Listed entries:
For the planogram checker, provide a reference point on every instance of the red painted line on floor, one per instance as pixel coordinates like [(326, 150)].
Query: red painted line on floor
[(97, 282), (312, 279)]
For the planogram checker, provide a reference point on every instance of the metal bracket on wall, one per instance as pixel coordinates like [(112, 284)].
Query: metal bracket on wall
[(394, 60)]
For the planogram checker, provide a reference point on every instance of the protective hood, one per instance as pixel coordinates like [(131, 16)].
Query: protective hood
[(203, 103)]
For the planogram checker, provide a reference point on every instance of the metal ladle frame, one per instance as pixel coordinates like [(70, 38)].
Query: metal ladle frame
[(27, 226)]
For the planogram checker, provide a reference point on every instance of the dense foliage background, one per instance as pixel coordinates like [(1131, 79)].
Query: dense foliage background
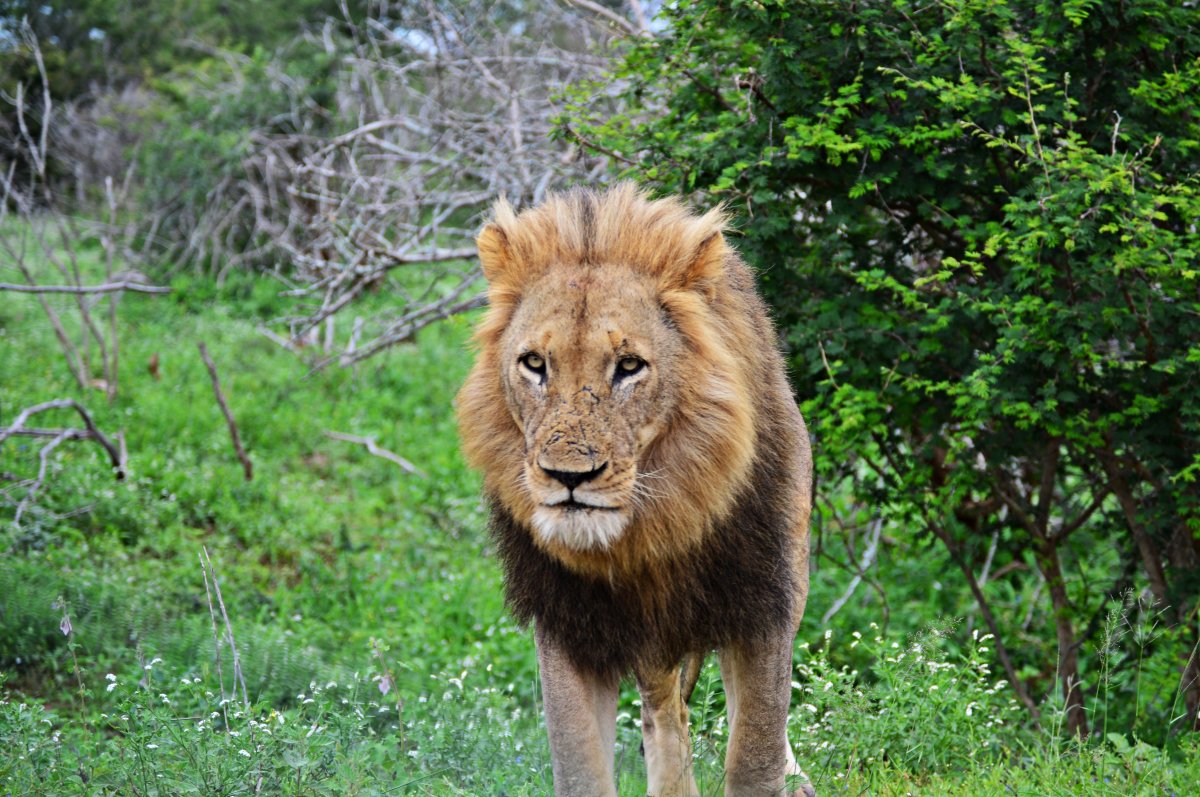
[(976, 223)]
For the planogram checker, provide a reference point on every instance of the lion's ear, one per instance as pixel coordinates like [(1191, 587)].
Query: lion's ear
[(702, 270), (495, 253)]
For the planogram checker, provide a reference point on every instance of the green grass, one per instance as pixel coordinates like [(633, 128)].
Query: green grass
[(366, 604)]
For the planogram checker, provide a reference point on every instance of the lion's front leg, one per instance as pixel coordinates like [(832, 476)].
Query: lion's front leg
[(665, 733), (757, 693), (581, 720)]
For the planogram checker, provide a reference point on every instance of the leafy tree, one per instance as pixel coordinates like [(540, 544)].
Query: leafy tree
[(977, 223)]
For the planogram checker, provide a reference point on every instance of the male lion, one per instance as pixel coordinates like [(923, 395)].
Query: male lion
[(649, 479)]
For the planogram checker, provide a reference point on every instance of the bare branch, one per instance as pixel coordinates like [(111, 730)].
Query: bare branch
[(18, 429), (372, 448), (247, 467), (108, 287)]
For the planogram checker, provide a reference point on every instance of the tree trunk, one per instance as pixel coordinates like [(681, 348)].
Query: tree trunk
[(1065, 631)]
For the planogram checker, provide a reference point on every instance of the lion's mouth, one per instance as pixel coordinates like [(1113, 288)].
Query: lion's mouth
[(571, 504)]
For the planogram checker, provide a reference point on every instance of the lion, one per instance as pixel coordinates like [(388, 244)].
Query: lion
[(649, 479)]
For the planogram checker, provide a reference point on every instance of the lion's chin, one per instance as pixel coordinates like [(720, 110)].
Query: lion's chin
[(580, 529)]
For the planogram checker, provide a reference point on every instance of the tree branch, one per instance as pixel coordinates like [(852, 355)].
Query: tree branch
[(247, 467)]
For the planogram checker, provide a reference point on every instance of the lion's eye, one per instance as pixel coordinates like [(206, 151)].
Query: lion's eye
[(628, 366), (534, 363)]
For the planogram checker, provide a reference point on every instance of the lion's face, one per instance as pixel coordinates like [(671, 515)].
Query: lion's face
[(589, 366), (610, 408)]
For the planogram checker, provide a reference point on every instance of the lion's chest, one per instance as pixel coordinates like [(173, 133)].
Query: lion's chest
[(738, 586)]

Short problem: Recast every entry above as a numbered list with one line per item, leaving out the pictures and any blank lines.

Output for this task:
1. For the planogram checker, provide a reference point on every instance of the red painted line on floor, one per instance as pixel coordinates like [(326, 150)].
2. Query: red painted line on floor
3. [(97, 282), (312, 279)]
4. For the planogram checker, provide a reference point on every instance of the metal bracket on wall, one per instance as pixel coordinates like [(112, 284)].
5. Query: metal bracket on wall
6. [(394, 60)]
7. For the planogram checker, provide a reference point on every instance of the protective hood, one per instance as pixel coordinates like [(131, 16)].
8. Query: protective hood
9. [(203, 103)]
10. For the planogram checker, provide a reference point on every instance of the metal ladle frame, one per instance as pixel coordinates like [(70, 38)].
11. Query: metal ladle frame
12. [(27, 226)]
13. For the planogram checker, provide a reference point on every instance of the dense foliage background, one per instance as pixel coordinates like [(1131, 79)].
14. Query: dense foliage background
15. [(976, 223)]
16. For the planogram checker, provide a reference point on every instance of the lion's ear, one per instance as pixel coordinates like [(1191, 587)].
17. Query: lion's ear
18. [(702, 270), (495, 253)]
19. For the planogram checker, provide a reference point on every instance of the green grass, one per instance as pixel coordinates like [(633, 128)].
20. Query: green grass
21. [(366, 604)]
22. For the planogram checker, provide a reference point on every instance of the lion's front leg, one per instance as pixel coordinates like [(832, 476)].
23. Query: lion's front leg
24. [(665, 733), (757, 693), (581, 720)]
25. For the planogram checker, provide a reference point on every instance of the leafy tree, one per instance as pixel coordinates like [(540, 544)].
26. Query: leafy tree
27. [(977, 223)]
28. For the planogram checker, provide a reference point on every instance of the male lion, one per instance as pixel coordinates like [(923, 395)].
29. Query: male lion
30. [(649, 479)]
31. For the planogram checker, provide a reference point on every instance of the bare branch, one per instance as pixel coordinates like [(111, 730)].
32. Query: bare branch
33. [(18, 429), (372, 448), (247, 467), (108, 287)]
34. For the planogram checker, provide a reference point on every instance of the tree trunk, one per instance as pixel coordinates like [(681, 348)].
35. Query: tree trunk
36. [(1065, 631)]
37. For the planogram checker, provide a reference point on every instance of the lion's mouth, one per instance as pixel coordinates like [(1113, 288)].
38. Query: lion's mouth
39. [(571, 504)]
40. For the planogram checker, provide a reference point on every instance of the lion, one per instance as pixel coordinates like [(388, 244)].
41. Query: lion
42. [(649, 479)]
43. For the planogram checker, provide a reference point on every instance of the lion's chin, one per instance as pixel coordinates like [(720, 110)].
44. Query: lion's chin
45. [(580, 529)]
46. For the planogram checker, provide a reference point on every instance of the tree branch, one per instance as pixel coordinates like [(852, 355)].
47. Query: tree branch
48. [(247, 467)]
49. For the planogram checker, provide a reference point on every instance of the lion's eye, one per instance as pixel coordinates like [(206, 151)].
50. Query: lion's eye
51. [(628, 366), (534, 363)]
52. For the planogram checker, provide a reference point on every instance of the lion's face, one per instance as pixel coordinates like [(671, 515)].
53. Query: lion's face
54. [(589, 366), (610, 408)]
55. For the planogram checker, provide a reference point on every instance of the lion's chest, one per instance as pixel coordinates like [(173, 133)].
56. Query: lion's chest
57. [(738, 586)]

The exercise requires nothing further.